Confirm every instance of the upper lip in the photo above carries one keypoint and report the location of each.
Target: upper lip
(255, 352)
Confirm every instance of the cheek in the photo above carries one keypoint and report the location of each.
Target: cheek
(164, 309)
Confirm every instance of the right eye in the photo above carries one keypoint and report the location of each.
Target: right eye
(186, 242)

☆ ☆ ☆ ☆

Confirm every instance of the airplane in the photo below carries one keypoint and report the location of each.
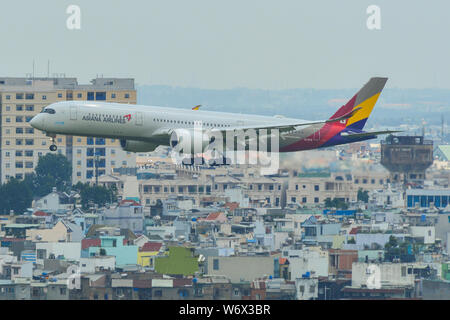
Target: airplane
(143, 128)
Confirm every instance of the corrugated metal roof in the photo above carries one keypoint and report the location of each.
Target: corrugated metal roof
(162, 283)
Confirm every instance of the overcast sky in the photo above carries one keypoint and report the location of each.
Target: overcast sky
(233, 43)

☆ ☆ ☆ ☆

Pull out all lines from the entries above in which the word "keypoint" appears.

Response to this exercise:
Confirm every instance of the upper lip in the photo above carries one keypoint and report the location of each.
Confirm every instance of the cheek in the photo above carries one keypoint and report the location of each.
Confirm every instance of the right eye in the photo above carries one keypoint and report the location of each.
Confirm every instance of the airplane in the photo below carries one keypoint and report the location of each.
Confirm every instance of the corrugated metal roof in the photo above carries one keypoint and report the location of each.
Confirm every instance of the overcast sky in the photo above carries one keypoint and report the location of each.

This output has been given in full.